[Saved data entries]
+ + + + +

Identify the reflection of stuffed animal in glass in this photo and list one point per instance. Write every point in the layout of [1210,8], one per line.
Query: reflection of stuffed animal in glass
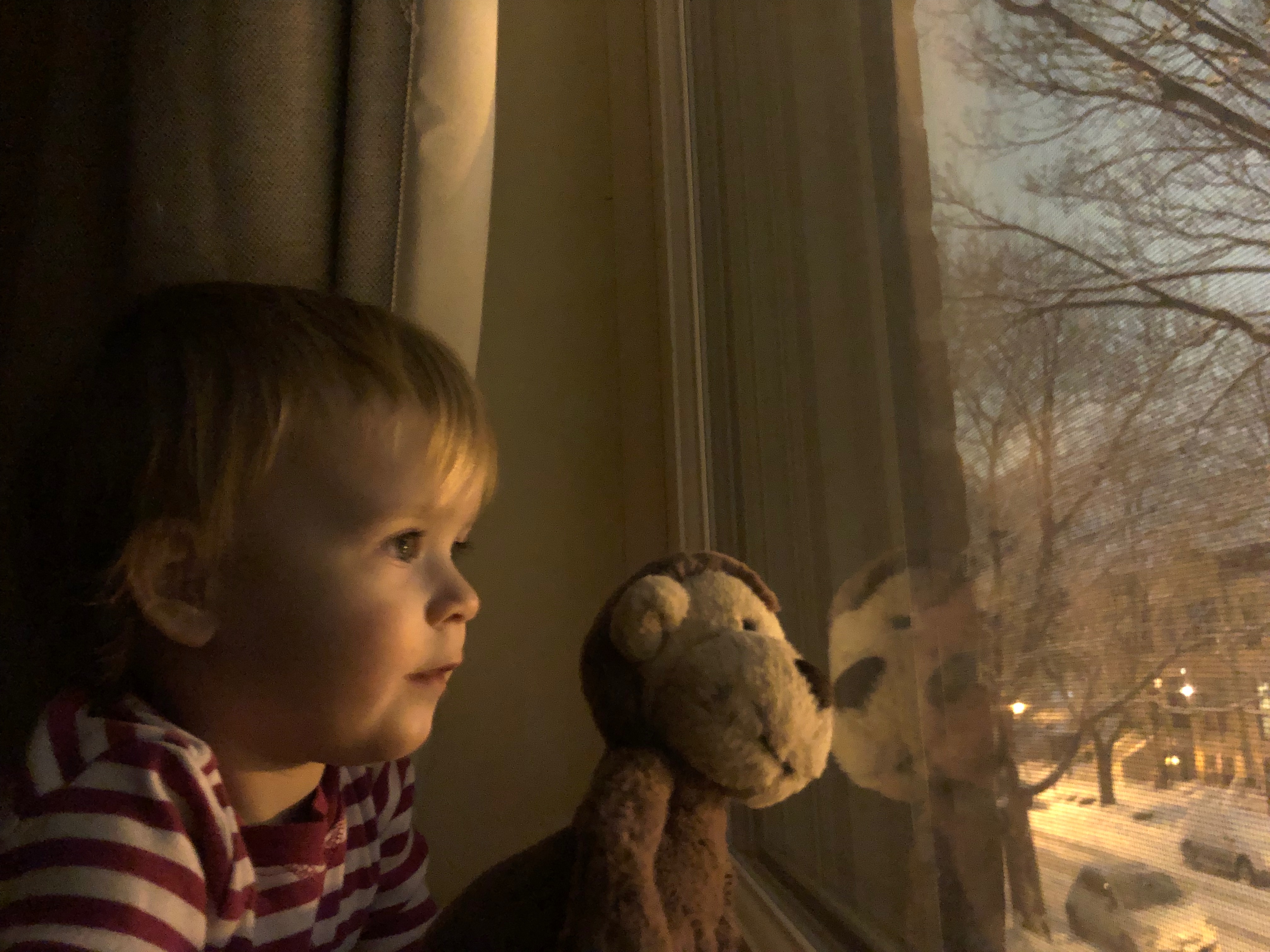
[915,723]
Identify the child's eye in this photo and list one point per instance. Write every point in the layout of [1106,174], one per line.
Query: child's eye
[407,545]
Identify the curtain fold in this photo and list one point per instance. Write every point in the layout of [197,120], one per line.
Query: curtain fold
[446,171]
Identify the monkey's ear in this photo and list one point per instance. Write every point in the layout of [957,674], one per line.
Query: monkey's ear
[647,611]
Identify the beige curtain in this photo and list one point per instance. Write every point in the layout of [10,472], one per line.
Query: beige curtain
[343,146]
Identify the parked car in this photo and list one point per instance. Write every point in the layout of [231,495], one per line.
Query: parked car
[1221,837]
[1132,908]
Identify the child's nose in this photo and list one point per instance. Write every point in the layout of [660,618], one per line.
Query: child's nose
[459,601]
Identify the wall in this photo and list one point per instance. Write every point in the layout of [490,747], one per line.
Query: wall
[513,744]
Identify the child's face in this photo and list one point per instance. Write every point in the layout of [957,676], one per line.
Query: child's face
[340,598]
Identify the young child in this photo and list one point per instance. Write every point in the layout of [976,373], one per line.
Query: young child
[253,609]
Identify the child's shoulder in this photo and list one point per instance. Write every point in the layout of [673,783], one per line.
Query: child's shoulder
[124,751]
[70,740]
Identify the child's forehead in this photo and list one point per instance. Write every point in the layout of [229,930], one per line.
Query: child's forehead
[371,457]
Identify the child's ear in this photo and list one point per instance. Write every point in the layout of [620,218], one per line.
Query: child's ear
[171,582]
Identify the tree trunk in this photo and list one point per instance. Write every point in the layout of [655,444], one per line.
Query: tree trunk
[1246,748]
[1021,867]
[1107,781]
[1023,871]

+ + + + +

Return each entry above unchanged. Leave the pictures out.

## [Result of this task]
Identify the reflection of stuffed animal in glass in this photo and list one point per instance. Write every point in the layout of [1210,8], one per line.
Query: reflection of stuffed animal in glass
[915,723]
Identify the child's eye in this photo and list one point per instance. Write every point in the layout of [1106,174], one per line.
Query: child's eye
[407,545]
Identify the curtain fold in this photo and list one point per instance. Write every point in the layout of [197,120], one per line.
Query: curtain fold
[446,171]
Identify the monkey's ear in this photo and list one point per instance. Write every point in the layout of [957,674], one per line.
Query: monkey's ear
[647,611]
Identify the beige curtain in this photo and list one point per instance. Write every point in the layout of [10,472], one per line.
Query: beige curtain
[343,146]
Identify the parked car in this photo and list one point per instance. Write every point in the layout of [231,495], one per line.
Query: parked car
[1221,837]
[1132,908]
Identify the child's nose in this photo and list one point per instance. Write every point in the layout of [660,618], one per line.
Query: child's nose
[459,601]
Identify the wall in this photo and list one point per instance. Write every point in the layout of [490,747], one per line.
Query: wall
[513,744]
Identify the child's face in this photo and list one point per instance. Write every point in the layout of [957,676], one per line.
Query: child's face
[340,598]
Identify the young child in this photo and list one point per instance. Write every point in the layout of [976,373], one per line.
Query: young child
[253,609]
Identify the child's shoulder in this photo and list one point per instance. Write every point in the layout of [673,783], one per line.
Query: child's shoulder
[124,751]
[70,740]
Identify the child's forehead in this photo and list one point per instance. Write every point in the layout of [229,930], one per line.
Query: child's forehead
[371,457]
Identify the child's ear in this photo and list one point per instance. Write every point in the layout of [620,218], one per line.
Query: child's ear
[171,582]
Identify the tree trunk in this photo and list one point per instance. Write every point in the layout of [655,444], one per line.
Query: tree trunk
[1246,748]
[1021,867]
[1107,781]
[1023,871]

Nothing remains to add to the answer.